_Provided text:_
(begin)
The earthworks were built by his men in recent years in a determined effort to stop the most prolific flow of drugs in the world, a flood of heroin and opium bound for the Persian Gulf and Europe. Iran, as the first link in that long and lucrative smuggling chain, has for decades fought a lonely battle against drugs that its leaders see as religiously inspired, saying it is their Islamic duty to prevent drug abuse.

Nearly a decade ago Sistan va Baluchestan Province was an active battlefield, where more than 3,900 Iranian border police officers lost their lives fighting often better-equipped Afghan and Pakistani drug gangs along nearly 600 miles of Iran’s eastern border. In those days, smugglers with night-vision equipment would roll over the border in all-terrain vehicles with heavy weapons, actively engaging Iranian law enforcement forces wherever they found them. Security forces were at times dying by the dozen each day.

Now, the country has made a huge turnaround. Its forces are seizing the highest amounts of opiates and heroin worldwide, according to a report by the United Nations Office on Drugs and Crime, which has advised Iran through out the period.

Tehran has long been shy about inviting reporters to these borderlands, particularly during the difficult years when the police were dying in droves. But now, with the prospect of negotiations with the West over Iran’s disputed nuclear enrichment program, experts say, Iran’s leaders are eager to grab credit for their efforts. During previous negotiations Iranian diplomats often pointed at Iran’s high human costs from trying to stop the drug trade, and one influential political adviser, Hamid Reza Taraghi, said that Iran expected to be politically “rewarded” for its efforts.
(end)
_Dataset excerpts:_
(begin)
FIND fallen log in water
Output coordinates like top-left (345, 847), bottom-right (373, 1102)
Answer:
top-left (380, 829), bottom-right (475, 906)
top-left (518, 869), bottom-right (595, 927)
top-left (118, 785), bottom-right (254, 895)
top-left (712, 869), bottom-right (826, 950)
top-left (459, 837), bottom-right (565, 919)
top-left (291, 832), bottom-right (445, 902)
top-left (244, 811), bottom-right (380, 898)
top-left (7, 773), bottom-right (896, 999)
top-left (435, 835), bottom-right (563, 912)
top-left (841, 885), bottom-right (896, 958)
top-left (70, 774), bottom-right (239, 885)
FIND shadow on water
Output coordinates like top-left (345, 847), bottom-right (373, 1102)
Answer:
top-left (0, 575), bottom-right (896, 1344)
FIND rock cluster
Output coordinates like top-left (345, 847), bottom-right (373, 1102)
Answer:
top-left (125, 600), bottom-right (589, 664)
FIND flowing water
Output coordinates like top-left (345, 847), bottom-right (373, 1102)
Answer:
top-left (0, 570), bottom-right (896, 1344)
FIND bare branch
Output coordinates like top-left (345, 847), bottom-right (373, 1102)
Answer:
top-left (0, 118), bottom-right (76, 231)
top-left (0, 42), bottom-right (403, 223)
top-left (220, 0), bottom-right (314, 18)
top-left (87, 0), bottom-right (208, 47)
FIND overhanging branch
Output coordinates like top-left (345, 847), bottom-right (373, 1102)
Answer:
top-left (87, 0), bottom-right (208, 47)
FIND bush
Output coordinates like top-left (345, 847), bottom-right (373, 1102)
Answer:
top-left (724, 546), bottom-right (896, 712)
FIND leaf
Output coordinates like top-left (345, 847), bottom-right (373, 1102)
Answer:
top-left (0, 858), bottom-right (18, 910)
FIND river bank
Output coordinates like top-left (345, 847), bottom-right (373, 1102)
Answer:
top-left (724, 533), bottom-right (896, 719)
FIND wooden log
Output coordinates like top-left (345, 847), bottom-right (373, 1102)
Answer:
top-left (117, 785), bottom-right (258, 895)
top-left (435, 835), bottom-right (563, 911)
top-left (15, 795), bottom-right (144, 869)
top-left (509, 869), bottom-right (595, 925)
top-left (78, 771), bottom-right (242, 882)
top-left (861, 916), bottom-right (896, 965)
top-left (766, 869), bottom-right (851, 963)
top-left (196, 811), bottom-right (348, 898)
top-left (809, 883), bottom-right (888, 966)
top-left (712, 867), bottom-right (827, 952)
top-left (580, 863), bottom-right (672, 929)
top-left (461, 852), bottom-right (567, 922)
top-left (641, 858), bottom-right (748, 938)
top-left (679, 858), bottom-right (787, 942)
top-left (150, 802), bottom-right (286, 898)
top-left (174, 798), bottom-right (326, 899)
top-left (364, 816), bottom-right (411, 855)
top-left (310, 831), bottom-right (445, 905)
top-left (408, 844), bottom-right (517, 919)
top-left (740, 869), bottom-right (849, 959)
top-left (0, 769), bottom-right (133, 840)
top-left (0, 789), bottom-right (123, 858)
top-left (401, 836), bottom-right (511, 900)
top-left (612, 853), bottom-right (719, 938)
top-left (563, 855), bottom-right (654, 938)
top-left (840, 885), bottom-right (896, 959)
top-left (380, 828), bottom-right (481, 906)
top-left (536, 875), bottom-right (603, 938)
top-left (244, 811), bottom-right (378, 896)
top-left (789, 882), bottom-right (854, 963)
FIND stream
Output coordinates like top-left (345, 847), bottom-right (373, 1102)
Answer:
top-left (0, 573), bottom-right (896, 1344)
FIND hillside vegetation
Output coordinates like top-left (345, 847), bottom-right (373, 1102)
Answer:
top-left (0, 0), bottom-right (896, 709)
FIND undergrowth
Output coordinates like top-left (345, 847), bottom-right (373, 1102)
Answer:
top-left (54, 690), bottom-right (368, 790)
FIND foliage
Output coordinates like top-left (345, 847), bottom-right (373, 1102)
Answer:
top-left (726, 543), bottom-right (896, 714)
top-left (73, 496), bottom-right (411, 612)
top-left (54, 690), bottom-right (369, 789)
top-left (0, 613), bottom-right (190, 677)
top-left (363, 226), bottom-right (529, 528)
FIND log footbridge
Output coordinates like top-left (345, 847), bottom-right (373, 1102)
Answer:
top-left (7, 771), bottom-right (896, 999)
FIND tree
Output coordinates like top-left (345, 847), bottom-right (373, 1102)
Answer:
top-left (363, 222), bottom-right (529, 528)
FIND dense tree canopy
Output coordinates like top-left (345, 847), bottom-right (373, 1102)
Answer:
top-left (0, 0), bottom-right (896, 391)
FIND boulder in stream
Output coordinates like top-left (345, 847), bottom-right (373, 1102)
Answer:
(end)
_Task goal:_ Please continue the passage on Iran's fight against drug smuggling at its eastern border from where it stops. The listing isn't needed here.

_Task output:_
Up in the air, General Moayedi pointed to the Pakistani-Afghan side of the border, which he said once crawled with smugglers. “Do you see?” he exclaimed, pointing through one of the round windows of the helicopter. “There is nothing there!”

White watchtowers stood like chess pieces at mile intervals along the Iranian side of the border, facing the complete emptiness of Afghanistan and Pakistan. “The smugglers still can come all the way to Iran; nobody stops them on their side,” Mr. Moayedi said as his aviator sunglasses reflected the intense sun. “But we have made it nearly impossible for them to enter our country.”

Squeezed between a tall plainclothes officer and General Moayedi’s personal bodyguard, Antonino de Leo, the Italian representative for the United Nations drug office in Tehran, showered the Iranians with praise — “because they really deserve it,” he said.

Mr. De Leo, in mountaineering shoes and backpack but remaining true to his stylish Italian background with a white flannel scarf around his neck, is very different from his uniformed Iranian counterparts. But, he said, “I need these people and they need me.”

At the same time that the Iranians were netting eight times more opium and three times more heroin than all the other countries in the world combined, Mr. De Leo said, his office was the smallest in the region and he had to cut back some programs, like drug sniffer dog training, because Western nations had cut back on financing.

“These men are fighting their version of the Colombian war on drugs, but they are not funded with billions of U.S. dollars and are battling against drugs coming from another country,” Mr. De Leo said.

While his colleagues in Afghanistan received $40 million a year in direct aid for counternarcotics programs, he said, they treated 100 addicts last year while Iran was treating hundreds of thousands. His budget was barely $13 million stretched over four years. “It’s all politics,” he said.

When the helicopter landed here at a fort in this desolate landscape it was too close to a party tent, blowing off its roof and setting off panic among the soldiers who had spent four days preparing for the V.I.P. visit.

Zahra, the 11-year-old daughter of one of the 3,900 policemen killed on border duty, welcomed the general, saying she missed her father but was happy that he was with God. Her mother, dressed in a black chador, nodded approvingly.

Armed soldiers stood guard as General Moayedi and Mr. De Leo inspected intercepted packages of opium, heroin and morphine. “There are 100,000 NATO troops based in Afghanistan,” the general said. “Why are they not stopping the flow of drugs into our country?”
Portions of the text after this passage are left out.